**Arbeitsaufträge:**
**A.** Beantworte anhand des Textes über die DDR diese Fragen:
(i) Wie oft erscheint der Seelenstorm?
(ii) Wie viele Jahre existierte der polnische Staat nicht?
(iii) Mit welchem Wort beschreibt der Text die heutige Haltung gegenüber Deutschland?
**B.** Führe den Text über die DDR nach seinem letzten Satz weiter.

**Vorliegender Text:**
━━━━━━━━━━━━━━━━

Vom Geist der abgewrackten DDR

Autor und Verleger Rainer Stankiewitz bringt alle 14 Tage den Seelenstorm heraus.Ausgabe Nr. 67

Gerade schreibe ich – wieder als Ghostwriter – eine Biografie, die in der Provinz Posen während des 1. Weltkriegs beginnt. Dabei fällt mir auf, dass der polnische Staat 120 Jahre lang nicht existierte, die polnische Nation dagegen währenddessen aber nie unterging. Unsere Nachbarn müssen ein grandioses nationales Bewusstsein haben.
Ich selbst empfand nie ähnliches gegenüber Deutschland. Nicht für das eine und nicht für das andere. Eher noch für das eine. Mein Deutschland war die DDR, es ging leider nicht anders, weil ich es mir nicht aussuchen konnte. Oft empfand ich Wut über das, was hier passierte. Es hätte manches anders gemacht werden können, ja müssen! Heute, fast 25 Jahre nach unrühmlicher Verbrüderung, stehe ich Deutschland gleichgültig gegenüber. Es ist so gar nicht mein Land! Es sind meine Flüsse, meine Wiesen und Felder, mein ist der hohe Himmel und sind die tiefen Wurzeln Mecklenburgs, die mich halten und treiben; auch einige liebe Menschen sind meine Freunde und Verwandte. Und nicht zu vergessen der Stolz auf meine Nation!

━━━━━━━━━━━━━━━━

**Extrahierte Angaben:**
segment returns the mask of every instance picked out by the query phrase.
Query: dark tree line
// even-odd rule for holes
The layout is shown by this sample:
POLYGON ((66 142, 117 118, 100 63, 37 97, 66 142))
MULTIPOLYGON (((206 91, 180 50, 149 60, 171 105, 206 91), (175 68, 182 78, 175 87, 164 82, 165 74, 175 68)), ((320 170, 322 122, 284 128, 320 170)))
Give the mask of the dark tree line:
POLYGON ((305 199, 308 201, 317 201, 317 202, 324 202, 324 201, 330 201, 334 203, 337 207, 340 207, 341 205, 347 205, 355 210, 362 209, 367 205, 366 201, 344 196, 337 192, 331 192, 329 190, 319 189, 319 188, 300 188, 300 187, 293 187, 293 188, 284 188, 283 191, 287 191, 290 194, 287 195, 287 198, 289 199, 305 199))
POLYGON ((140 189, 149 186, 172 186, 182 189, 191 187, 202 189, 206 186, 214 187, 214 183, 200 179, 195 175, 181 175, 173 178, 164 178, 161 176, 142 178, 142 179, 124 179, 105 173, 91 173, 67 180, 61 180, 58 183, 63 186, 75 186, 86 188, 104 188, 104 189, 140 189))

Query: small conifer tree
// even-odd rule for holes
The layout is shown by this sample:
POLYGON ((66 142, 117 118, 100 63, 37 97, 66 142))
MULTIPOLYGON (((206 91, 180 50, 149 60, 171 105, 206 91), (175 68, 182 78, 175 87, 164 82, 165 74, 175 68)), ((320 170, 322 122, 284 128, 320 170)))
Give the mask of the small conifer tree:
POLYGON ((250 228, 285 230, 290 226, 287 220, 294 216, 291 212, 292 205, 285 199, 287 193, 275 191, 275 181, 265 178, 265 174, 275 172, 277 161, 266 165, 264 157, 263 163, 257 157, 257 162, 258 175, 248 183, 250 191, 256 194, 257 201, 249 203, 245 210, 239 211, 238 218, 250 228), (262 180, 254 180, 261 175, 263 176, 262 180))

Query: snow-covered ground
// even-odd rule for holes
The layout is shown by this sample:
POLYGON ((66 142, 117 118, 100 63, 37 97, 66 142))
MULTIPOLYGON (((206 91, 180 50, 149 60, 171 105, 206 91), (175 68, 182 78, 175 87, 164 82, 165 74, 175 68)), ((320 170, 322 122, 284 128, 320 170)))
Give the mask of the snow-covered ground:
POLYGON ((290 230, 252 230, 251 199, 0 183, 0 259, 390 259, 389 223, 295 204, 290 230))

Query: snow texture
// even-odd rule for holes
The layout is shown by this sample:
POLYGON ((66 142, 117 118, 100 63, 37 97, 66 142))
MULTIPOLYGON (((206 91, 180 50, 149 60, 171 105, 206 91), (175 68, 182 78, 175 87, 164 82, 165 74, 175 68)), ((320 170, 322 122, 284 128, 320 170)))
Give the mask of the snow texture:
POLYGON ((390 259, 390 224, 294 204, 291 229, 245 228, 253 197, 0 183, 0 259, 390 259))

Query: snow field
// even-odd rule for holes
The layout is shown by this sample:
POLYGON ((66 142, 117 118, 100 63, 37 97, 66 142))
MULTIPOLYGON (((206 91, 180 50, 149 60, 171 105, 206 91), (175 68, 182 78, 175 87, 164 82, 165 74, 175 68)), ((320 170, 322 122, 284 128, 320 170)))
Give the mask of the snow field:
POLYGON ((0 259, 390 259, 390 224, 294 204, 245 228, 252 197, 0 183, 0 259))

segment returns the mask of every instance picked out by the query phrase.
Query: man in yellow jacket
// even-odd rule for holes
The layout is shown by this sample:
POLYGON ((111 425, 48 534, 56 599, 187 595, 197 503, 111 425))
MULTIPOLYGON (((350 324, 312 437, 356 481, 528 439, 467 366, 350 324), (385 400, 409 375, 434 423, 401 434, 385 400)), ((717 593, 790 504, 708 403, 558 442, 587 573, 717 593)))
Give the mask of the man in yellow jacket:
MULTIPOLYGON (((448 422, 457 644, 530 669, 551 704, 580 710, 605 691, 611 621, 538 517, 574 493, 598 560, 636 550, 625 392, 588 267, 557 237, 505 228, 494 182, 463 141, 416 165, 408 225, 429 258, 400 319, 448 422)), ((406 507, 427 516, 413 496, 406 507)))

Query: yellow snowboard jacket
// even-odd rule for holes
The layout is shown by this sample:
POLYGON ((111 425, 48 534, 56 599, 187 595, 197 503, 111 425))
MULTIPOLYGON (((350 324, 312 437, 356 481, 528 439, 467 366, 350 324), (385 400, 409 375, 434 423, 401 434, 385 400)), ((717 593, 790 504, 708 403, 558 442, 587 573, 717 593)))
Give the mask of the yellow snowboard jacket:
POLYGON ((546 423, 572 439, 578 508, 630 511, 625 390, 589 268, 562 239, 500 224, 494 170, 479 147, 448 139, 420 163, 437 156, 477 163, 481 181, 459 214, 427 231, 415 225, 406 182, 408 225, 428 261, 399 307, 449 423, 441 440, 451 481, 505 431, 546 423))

━━━━━━━━━━━━━━━━

**Lösungen:**
**A.**
(i) Alle 14 Tage.
(ii) 120 Jahre.
(iii) Gleichgültig.

**B.**
Aber der Staat gehört mir nicht. Dieser ist mir bis auf den heutigen Tag fremd. Weshalb sollte ich wütend werden wie einst in der DDR? Es ist eben jene Gleichgültigkeit in mir – nicht zu verwechseln mit Gleichmut!
Ich spüre seit längerem einen Geist umgehen nach all den Jahren – kein bisschen theatralisch, überhaupt nicht spirituell: es ist bloß der in meinen Adern pochende Zug des Arbeiter-und-Bauern-Staats, jenem viel zu früh von unreifen „Überstülpern“ den überraschten Leuten übergeholfenes Gebilde, das mich gleichermaßen beglückte und in Wut versetzte.
Ich kann doch nichts dafür, dass damals die Zeit gewissen lange Gedarbten einen
Moment günstig schien für den Sozialismus mit der Brechstange – auch nicht, dass 40 Jahre später Helmut Kohl meinte, die Geschichte beschere ihm einen Augenblick
der eigenen Unsterblichkeit und er müsse erst die bundesdeutschen Flaggen nach
Leipzig und Dresden schmuggeln und dann das Volkseigentum kassieren: Melde gehorsam Vollzug, Herr Monopolkapitalist!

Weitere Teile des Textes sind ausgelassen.